◆ **Work item**:
Reproduce the data, keeping every word exactly as it is.

◆ **Information**:
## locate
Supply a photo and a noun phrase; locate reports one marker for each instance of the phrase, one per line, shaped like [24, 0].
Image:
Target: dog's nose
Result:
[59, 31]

◆ **Expected answer**:
## locate
Supply a photo and a noun phrase; locate reports one marker for each instance of the phrase, one per line, shaped like [24, 0].
Image:
Target: dog's nose
Result:
[59, 31]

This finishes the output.